▶ [EXERCISE]
Write out the entire Snowflake query-monitoring passage below word for word.

▶ [PROVIDED PASSAGE]
>> START

How to Interpret Results:
This is a potential opportunity to train the user or enable clustering.
Primary Schema:
Account_Usage
SQL
--who are the users with the most (near) full table scans
SELECT USER_NAME
,COUNT(*) as COUNT_OF_QUERIES
FROM "SNOWFLAKE"."ACCOUNT_USAGE"."QUERY_HISTORY"
WHERE START_TIME >= dateadd(month,-1,current_timestamp())
AND PARTITIONS_SCANNED > (PARTITIONS_TOTAL*0.95)
AND QUERY_TYPE NOT LIKE 'CREATE%'
group by 1
order by 2 desc;
-- This gives all queries in the last month with nearly a full table scan :) > 95%, ordered by the worst offending
SELECT *
FROM "SNOWFLAKE"."ACCOUNT_USAGE"."QUERY_HISTORY"
WHERE START_TIME >= dateadd(month,-1,current_timestamp())
AND PARTITIONS_SCANNED > (PARTITIONS_TOTAL*0.95)
AND QUERY_TYPE NOT LIKE 'CREATE%'
ORDER BY PARTITIONS_SCANNED DESC
LIMIT 50 -- Configurable threshold that defines "TOP N=50"
;
8. Top 10 Spillers Remote (T3)
Tier 3
Description:
Identifies the top 10 worst offending queries in terms of bytes spilled to remote storage.
How to Interpret Results:
These queries should most likely be run on larger warehouses that have more local storage and memory.

>> END

(Detection examples)
>> START

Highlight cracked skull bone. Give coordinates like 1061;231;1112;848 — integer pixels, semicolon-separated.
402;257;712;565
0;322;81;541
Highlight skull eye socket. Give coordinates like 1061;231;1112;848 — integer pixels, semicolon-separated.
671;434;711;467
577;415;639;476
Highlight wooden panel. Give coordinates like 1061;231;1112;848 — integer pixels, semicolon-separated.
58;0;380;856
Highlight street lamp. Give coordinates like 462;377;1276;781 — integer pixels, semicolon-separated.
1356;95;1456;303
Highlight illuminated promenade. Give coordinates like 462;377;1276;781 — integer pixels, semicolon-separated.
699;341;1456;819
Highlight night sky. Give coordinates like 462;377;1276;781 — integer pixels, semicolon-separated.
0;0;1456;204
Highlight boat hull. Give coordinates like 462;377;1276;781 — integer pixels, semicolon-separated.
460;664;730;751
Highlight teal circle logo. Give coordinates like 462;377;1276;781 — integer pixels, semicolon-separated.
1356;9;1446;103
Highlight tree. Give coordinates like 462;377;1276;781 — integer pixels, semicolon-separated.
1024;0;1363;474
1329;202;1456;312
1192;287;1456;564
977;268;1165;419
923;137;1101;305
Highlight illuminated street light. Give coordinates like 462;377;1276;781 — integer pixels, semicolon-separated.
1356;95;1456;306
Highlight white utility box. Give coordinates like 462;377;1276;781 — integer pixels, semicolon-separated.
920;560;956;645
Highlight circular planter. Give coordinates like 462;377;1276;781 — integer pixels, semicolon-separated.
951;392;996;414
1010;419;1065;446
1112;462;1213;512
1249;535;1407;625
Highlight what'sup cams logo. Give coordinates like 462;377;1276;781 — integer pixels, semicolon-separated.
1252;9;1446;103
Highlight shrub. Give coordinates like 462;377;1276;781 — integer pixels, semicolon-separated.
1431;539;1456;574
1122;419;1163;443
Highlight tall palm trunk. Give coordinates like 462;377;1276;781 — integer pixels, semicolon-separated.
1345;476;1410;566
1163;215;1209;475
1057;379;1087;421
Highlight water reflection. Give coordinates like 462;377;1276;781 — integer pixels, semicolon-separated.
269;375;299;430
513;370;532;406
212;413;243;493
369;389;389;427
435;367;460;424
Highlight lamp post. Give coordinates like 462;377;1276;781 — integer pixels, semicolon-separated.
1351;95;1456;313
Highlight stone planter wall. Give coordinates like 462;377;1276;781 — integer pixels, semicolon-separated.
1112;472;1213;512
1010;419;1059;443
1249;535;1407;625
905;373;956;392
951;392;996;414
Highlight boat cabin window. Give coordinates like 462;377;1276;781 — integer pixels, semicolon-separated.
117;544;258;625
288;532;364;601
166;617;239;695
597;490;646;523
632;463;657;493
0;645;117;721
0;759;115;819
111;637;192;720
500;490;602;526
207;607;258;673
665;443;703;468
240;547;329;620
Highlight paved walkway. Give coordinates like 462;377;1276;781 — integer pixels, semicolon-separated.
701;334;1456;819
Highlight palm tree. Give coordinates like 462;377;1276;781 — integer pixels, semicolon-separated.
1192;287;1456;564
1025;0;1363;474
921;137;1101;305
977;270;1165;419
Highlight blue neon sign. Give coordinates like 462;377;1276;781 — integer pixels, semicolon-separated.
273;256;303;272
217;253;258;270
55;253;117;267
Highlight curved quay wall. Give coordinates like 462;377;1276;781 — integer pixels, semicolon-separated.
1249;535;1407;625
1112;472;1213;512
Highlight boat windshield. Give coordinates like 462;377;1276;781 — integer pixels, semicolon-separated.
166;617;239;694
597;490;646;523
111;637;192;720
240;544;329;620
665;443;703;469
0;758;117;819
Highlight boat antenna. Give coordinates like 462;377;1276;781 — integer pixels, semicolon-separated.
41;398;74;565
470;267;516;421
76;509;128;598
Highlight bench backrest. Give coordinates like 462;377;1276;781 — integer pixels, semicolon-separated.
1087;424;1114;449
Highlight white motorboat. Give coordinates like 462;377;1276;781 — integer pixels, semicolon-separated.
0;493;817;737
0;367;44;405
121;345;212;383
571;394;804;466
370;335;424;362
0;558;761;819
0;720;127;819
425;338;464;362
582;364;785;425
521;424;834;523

>> END

▶ [SOLUTION TO THIS EXERCISE]
How to Interpret Results:
This is a potential opportunity to train the user or enable clustering.
Primary Schema:
Account_Usage
SQL
--who are the users with the most (near) full table scans
SELECT USER_NAME
,COUNT(*) as COUNT_OF_QUERIES
FROM "SNOWFLAKE"."ACCOUNT_USAGE"."QUERY_HISTORY"
WHERE START_TIME >= dateadd(month,-1,current_timestamp())
AND PARTITIONS_SCANNED > (PARTITIONS_TOTAL*0.95)
AND QUERY_TYPE NOT LIKE 'CREATE%'
group by 1
order by 2 desc;
-- This gives all queries in the last month with nearly a full table scan :) > 95%, ordered by the worst offending
SELECT *
FROM "SNOWFLAKE"."ACCOUNT_USAGE"."QUERY_HISTORY"
WHERE START_TIME >= dateadd(month,-1,current_timestamp())
AND PARTITIONS_SCANNED > (PARTITIONS_TOTAL*0.95)
AND QUERY_TYPE NOT LIKE 'CREATE%'
ORDER BY PARTITIONS_SCANNED DESC
LIMIT 50 -- Configurable threshold that defines "TOP N=50"
;
8. Top 10 Spillers Remote (T3)
Tier 3
Description:
Identifies the top 10 worst offending queries in terms of bytes spilled to remote storage.
How to Interpret Results:
These queries should most likely be run on larger warehouses that have more local storage and memory.